Directions
Answer these questions using the puppy adoption story.
1. What was the name of the rescue organization's website?
2. How long must out-of-state rescue dogs be quarantined after they arrive in Maine?
3. Where was the puppy handed over on Friday, the 7th?

After waiting in the freezing car (our heater didn't/still doesn't) work, we were first in line. Unfortunately, the lady who gave out the tickets that morning gave us ticket #2. They'd given the first ticket to another lady, who'd curiously looked in the window and pointed to a staffer--now I know she was pointing to one of her friends. They'd had an inside connection, and they stole the puppy I wanted right from under my nose. Something I'll never forgive any of them for.

We left without a puppy, devastated.

Then maybe a month later, we found a website--Molly's Moments. They were a rescue organization that was saving a litter of Australian Shepherds-mix puppies from South Carolina. I fell in love with a little boy named Jensen, but his adoption was already pending. So I wanted a beautiful tri-girl named Julia, I think. She was also pending adoption. My third choice was a tie--There were two pups left--one Jessa and one Jenna. They were both cute, and the only notable difference between their doberman coloring was that Jessa had more brown on her face, and Jenna had more black.

After much deliberation, I put in a request to adopt Jessa.

The original transport fell through because they puppies tested positive for a parasite, and so about a month went by before they were deemed healthy enough to make the huge trip. My sister and I volunteered to assist with the last leg of the transport. As we were waiting in Portland, we received news that one of the girls had to stay behind because she was ill. We spent about 2 hours fearing it was Jessa not arriving that night, and when we were assured Jessa was still on her way, we spent a whole week worrying if there had been some mixup.

The puppies arrived in Portland, and we loaded them into my mom's Ford Explorer. They were scared, and I really wish we had taken more time to admire them, but they were loaded in and we were on our way to Bryant Pond, to deliver them. Out-of-state rescue dogs must undergo a week of quarantine when they arrive in Maine, so that was truly agonizing. I remember when we arrived at the shelter, the woman's son picked up Pria and put her in my arms. I never wanted to let her go. She was so tiny, with long legs and a beautiful coat. It was so late that we didn't want to keep the woman up late, so we left rather quickly, but not before snapping a few shots with our cell phones-- I wish we had taken more.

All week, I kept waiting for a call: "Amanda? Sorry, there was a mixup and Jessa didn't make it up. Your puppy will be here ____ and after a week you can pick her up?"

That call never came. If memory serves, we were supposed to pick her up on the 8th of March. It was a Saturday.  Something happened, though, and if we didn't get her sooner, we wouldn't be able to get her until later, so the woman agreed to meet me at Food City after work on Friday, the 7th. I was so excited I asked my boss if I could leave early (this was back when she liked me) and went to get my puppy. This was another time I wish I'd savored the moment more, but I was bursting with new-mom jitters that I didn't. She also didn't come with a collar, so Heather showed me how to use a leash as a make-shift harness and I was so worried about the traffic on 302 that I quickly put her in the crate in the back of my mom's truck. I was determined to do right by her, and that meant crate training.

Given entries
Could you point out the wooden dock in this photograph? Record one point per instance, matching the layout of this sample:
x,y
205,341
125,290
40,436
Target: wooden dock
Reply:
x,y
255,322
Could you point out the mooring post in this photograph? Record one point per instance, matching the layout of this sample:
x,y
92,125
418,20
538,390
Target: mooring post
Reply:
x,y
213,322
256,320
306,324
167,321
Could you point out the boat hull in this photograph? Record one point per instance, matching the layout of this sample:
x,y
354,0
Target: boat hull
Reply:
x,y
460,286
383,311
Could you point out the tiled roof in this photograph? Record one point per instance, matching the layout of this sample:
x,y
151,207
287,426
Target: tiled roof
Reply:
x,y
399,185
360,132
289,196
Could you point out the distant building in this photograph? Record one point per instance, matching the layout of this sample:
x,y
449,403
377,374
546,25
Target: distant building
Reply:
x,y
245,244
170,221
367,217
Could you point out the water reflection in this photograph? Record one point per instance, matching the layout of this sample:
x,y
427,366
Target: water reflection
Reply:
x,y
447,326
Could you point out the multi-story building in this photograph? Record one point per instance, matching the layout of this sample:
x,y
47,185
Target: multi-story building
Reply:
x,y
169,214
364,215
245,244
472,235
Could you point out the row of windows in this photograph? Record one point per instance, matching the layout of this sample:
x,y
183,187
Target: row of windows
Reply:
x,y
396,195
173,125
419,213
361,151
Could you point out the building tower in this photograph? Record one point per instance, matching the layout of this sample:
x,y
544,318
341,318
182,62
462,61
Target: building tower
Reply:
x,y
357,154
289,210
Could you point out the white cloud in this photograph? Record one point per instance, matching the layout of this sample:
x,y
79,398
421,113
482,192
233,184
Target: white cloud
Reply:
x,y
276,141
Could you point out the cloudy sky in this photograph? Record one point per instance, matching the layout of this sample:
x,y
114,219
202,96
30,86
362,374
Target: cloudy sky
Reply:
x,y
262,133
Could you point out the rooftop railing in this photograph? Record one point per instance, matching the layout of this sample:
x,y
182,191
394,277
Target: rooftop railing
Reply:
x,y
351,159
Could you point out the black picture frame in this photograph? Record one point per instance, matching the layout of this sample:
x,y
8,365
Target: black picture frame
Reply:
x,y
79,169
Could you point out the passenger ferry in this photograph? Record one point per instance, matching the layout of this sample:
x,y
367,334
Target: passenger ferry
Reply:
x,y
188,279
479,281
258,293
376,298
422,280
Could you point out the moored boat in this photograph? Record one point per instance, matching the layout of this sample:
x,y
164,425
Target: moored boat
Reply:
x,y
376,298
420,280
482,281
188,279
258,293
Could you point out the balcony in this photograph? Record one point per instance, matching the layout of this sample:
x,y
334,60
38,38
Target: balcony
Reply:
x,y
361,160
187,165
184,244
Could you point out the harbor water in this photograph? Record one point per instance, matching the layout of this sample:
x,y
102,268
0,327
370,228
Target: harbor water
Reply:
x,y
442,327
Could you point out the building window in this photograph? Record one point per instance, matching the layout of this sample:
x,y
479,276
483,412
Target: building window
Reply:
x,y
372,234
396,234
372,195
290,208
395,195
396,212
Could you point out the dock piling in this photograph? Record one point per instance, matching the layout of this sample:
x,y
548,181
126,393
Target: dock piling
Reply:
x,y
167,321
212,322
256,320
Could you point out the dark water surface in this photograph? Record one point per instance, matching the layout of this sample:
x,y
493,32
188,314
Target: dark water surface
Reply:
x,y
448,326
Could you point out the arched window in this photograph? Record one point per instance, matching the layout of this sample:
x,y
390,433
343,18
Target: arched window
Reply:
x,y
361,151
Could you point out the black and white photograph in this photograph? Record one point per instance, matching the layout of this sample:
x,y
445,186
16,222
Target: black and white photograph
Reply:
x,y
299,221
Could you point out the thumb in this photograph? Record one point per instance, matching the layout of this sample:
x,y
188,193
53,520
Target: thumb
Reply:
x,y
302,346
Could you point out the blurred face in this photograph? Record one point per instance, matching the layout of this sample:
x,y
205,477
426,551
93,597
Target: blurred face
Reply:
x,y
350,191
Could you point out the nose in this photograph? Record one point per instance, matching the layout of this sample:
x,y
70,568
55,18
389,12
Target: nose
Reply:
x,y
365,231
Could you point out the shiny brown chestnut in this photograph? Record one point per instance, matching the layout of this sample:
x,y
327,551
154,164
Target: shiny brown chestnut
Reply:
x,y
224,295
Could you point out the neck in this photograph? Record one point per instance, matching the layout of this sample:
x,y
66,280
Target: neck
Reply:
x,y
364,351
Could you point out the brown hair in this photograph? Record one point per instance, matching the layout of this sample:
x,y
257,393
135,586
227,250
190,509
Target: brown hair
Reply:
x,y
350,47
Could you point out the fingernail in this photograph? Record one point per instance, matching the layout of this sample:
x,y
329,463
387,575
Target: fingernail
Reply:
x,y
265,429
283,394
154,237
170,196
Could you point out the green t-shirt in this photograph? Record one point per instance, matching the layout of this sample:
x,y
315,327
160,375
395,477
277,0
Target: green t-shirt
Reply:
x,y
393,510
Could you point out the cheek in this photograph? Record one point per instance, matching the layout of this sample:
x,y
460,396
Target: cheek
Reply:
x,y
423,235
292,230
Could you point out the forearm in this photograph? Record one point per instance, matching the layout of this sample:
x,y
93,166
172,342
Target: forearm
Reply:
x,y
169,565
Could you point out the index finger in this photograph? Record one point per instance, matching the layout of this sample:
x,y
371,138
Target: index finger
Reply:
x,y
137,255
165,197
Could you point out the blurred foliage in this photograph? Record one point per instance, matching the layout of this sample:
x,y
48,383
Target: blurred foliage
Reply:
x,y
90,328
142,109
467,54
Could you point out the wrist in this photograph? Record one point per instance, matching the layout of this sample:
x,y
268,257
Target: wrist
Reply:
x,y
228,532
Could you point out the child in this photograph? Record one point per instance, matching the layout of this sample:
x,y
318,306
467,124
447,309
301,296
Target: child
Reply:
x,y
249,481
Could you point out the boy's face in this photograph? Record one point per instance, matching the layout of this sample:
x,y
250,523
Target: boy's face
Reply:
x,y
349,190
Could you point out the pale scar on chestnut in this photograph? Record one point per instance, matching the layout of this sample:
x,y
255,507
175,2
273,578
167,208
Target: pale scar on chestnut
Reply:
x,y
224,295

Answer below
1. Molly's Moments
2. A week
3. Food City